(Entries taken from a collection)
──────

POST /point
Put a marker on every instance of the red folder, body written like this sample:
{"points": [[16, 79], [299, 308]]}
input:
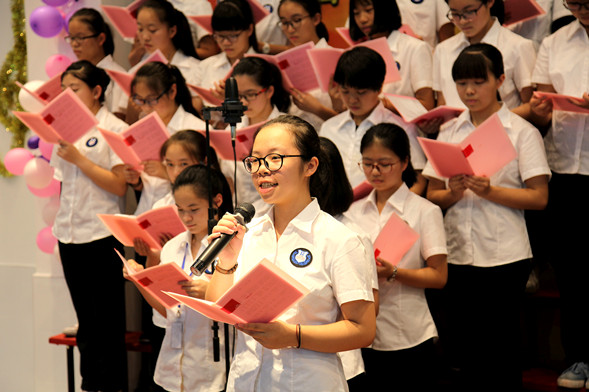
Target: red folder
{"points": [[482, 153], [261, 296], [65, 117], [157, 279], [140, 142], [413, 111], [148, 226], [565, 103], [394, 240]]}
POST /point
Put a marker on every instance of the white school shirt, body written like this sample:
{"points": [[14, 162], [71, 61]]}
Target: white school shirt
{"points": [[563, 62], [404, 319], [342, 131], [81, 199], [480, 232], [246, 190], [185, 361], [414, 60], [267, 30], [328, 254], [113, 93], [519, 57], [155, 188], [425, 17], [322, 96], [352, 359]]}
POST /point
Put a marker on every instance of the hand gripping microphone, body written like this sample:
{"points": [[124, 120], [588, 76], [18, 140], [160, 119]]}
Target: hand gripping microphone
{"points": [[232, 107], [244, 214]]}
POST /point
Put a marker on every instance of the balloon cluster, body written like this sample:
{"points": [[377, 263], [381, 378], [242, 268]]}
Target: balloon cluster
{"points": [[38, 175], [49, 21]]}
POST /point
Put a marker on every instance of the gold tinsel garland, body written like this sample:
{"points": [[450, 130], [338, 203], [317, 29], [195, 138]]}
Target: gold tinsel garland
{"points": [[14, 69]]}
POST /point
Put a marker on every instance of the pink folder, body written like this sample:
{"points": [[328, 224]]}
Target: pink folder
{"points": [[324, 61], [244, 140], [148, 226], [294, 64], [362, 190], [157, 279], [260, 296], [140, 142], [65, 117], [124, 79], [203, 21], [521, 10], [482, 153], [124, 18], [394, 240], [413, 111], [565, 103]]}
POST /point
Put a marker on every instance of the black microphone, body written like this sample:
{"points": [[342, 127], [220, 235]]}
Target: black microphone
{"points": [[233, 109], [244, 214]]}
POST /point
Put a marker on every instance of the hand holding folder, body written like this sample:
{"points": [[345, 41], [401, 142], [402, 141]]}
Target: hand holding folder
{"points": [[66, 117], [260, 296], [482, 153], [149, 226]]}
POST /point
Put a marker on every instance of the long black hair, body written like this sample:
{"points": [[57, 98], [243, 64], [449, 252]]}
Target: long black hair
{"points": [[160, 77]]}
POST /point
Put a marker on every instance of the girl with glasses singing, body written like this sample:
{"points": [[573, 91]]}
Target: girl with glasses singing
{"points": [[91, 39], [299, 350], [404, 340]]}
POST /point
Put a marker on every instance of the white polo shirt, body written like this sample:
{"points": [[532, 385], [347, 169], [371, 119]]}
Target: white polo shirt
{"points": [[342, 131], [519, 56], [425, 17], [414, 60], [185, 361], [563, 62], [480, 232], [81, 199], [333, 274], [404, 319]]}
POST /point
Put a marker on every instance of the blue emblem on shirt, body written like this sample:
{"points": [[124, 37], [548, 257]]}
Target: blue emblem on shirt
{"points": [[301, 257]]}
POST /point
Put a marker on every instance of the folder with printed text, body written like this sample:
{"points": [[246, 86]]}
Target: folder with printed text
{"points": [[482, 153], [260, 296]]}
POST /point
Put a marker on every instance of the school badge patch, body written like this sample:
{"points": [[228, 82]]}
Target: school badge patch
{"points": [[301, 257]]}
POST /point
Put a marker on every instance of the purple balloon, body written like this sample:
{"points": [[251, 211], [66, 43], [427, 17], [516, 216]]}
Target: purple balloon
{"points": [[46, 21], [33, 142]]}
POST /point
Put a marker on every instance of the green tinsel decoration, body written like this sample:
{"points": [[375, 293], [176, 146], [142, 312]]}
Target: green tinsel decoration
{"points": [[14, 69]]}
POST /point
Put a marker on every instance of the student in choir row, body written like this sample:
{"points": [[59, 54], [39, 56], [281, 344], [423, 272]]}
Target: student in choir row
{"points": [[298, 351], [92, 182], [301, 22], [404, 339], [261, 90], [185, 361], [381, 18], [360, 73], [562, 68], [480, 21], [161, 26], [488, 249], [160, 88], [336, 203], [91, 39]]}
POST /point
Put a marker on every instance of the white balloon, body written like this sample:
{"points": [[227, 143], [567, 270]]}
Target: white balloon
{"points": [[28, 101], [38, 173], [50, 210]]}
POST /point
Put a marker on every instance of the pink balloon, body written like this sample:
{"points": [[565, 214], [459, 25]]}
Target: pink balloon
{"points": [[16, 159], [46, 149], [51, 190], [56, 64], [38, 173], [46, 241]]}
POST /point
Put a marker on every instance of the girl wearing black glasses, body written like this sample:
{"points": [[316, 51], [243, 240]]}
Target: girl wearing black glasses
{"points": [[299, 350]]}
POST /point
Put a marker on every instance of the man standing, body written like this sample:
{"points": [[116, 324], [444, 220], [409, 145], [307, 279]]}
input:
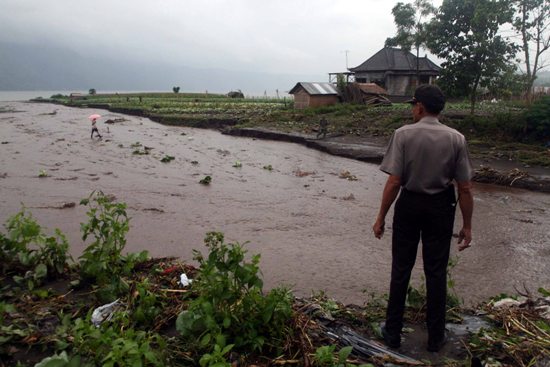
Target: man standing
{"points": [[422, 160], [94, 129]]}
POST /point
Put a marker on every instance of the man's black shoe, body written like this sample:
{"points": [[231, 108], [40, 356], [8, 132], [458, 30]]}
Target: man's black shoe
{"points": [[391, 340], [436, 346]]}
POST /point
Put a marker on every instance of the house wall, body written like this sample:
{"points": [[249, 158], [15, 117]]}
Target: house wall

──────

■ **INSTRUCTIONS TO FOLLOW**
Without including any picture, retype the entries exactly.

■ **RESPONSE TO THE EXERCISE**
POST /point
Put a marker on every instance of the red folder, body written like this sample:
{"points": [[16, 79], [299, 308]]}
input:
Target: red folder
{"points": [[482, 153], [261, 296], [65, 117], [157, 279], [140, 142], [413, 111], [148, 226], [565, 103], [394, 240]]}
POST /point
Put a marker on every instance of the white school shirt, body written like this sample:
{"points": [[14, 162], [71, 61]]}
Target: white school shirt
{"points": [[563, 62], [404, 319], [342, 131], [81, 199], [480, 232], [246, 190], [185, 361], [414, 60], [267, 30], [328, 254], [113, 93], [519, 57], [155, 188], [425, 17], [322, 96], [352, 359]]}
POST /point
Put a marker on every instance of the hand gripping microphone, body written like this sample:
{"points": [[124, 120], [588, 76], [18, 140], [160, 119]]}
Target: hand gripping microphone
{"points": [[232, 107], [244, 214]]}
POST /point
Put a marker on every instance of the balloon cluster, body written like this sample:
{"points": [[377, 263], [381, 378], [242, 268]]}
Target: balloon cluster
{"points": [[38, 175], [49, 21]]}
POST /point
Put a marker on every instance of the gold tinsel garland, body written like this sample:
{"points": [[450, 130], [338, 203], [317, 29], [195, 138]]}
Target: gold tinsel garland
{"points": [[14, 69]]}
POST /point
Put a marker on every instance of the pink folder, body written like this sample:
{"points": [[328, 224]]}
Target: pink folder
{"points": [[324, 61], [244, 140], [148, 226], [294, 64], [362, 190], [157, 279], [260, 296], [140, 142], [65, 117], [124, 79], [203, 21], [521, 10], [482, 153], [124, 18], [394, 240], [413, 111], [565, 103]]}
POST /point
Put a marker on every instance of the black microphone, body written like this sample:
{"points": [[342, 127], [220, 235]]}
Target: black microphone
{"points": [[233, 109], [244, 214]]}
POST /point
Put a marker on every instance of the hand holding folder, body written like this sample:
{"points": [[345, 41], [401, 142], [402, 141]]}
Target: hand holding folder
{"points": [[66, 117], [260, 296], [482, 153], [149, 226]]}
POST /point
Put a marker on every instance of the long black hair, body written like this sample:
{"points": [[57, 98], [243, 64], [449, 252]]}
Target: long black hair
{"points": [[160, 77]]}
POST /point
Put a marker on every instance of the girl with glasses singing, body written like this sample:
{"points": [[573, 91]]}
Target: girl with glasses singing
{"points": [[91, 39], [299, 350], [404, 340]]}
POST /point
Put a marker on every instance of the white polo shirt, body written like this sample:
{"points": [[532, 385], [347, 169], [371, 119]]}
Target: white polo shirt
{"points": [[342, 131], [519, 56], [425, 17], [414, 60], [185, 361], [563, 62], [480, 232], [81, 199], [333, 274], [404, 319]]}
POST /point
Put a marker on every instance of the blue emblem on shirt, body written like this sample:
{"points": [[124, 37], [548, 257]]}
Target: blue emblem on shirt
{"points": [[301, 257]]}
POST /point
Put a marker on every instance of the folder with printed text, body written like this sample:
{"points": [[246, 86]]}
Target: folder with printed text
{"points": [[482, 153], [260, 296]]}
POST /point
Put a marker on every instance of the school badge patch, body written like this sample:
{"points": [[228, 82]]}
Target: school badge patch
{"points": [[301, 257]]}
POST /point
Put a marker on every instance of the purple balloon, body written like this sample:
{"points": [[251, 211], [66, 43], [427, 17], [516, 216]]}
Target: purple balloon
{"points": [[46, 21], [33, 142]]}
POST /point
Put a marker on every instance of the green tinsel decoration, body written like this sample:
{"points": [[375, 293], [176, 146], [142, 312]]}
Target: green tinsel decoration
{"points": [[14, 69]]}
POST /point
Put a marker on every instance of the student in choir row, body written like this sample:
{"points": [[59, 54], [39, 56], [281, 344], [423, 272]]}
Target: student in choir row
{"points": [[298, 351], [92, 182], [301, 22], [404, 339], [261, 90], [185, 361], [381, 18], [360, 73], [562, 68], [480, 21], [161, 26], [488, 249], [160, 88], [336, 203], [91, 39]]}
POST /point
Put a marker on every instance of the white balloon, body written like this sample:
{"points": [[227, 143], [567, 270]]}
Target: white balloon
{"points": [[28, 101], [38, 173], [50, 210]]}
POST /point
Put a marker on every instance of the pink balloon, body written like this sample:
{"points": [[565, 214], [459, 25]]}
Target: pink balloon
{"points": [[16, 159], [46, 149], [51, 190], [56, 64], [38, 173], [46, 241]]}
POST /point
Put a marker on every instance of the girl wearing black glasses, body written like this sample:
{"points": [[316, 51], [243, 240]]}
Target: girl wearing black glasses
{"points": [[299, 350]]}
POST /point
Put a marker on every instance of the man standing, body written like this sample:
{"points": [[116, 324], [444, 220], [409, 145], [307, 279]]}
input:
Target: man standing
{"points": [[422, 160], [94, 129]]}
POST /point
Put a marker on every instance of the man's black shoe, body written like this sample:
{"points": [[231, 108], [40, 356], [8, 132], [458, 30]]}
Target: man's black shoe
{"points": [[391, 340], [436, 346]]}
POST /point
Put a marker on every instance of the house wall, body written like this sample:
{"points": [[249, 158], [15, 117]]}
Target: house wall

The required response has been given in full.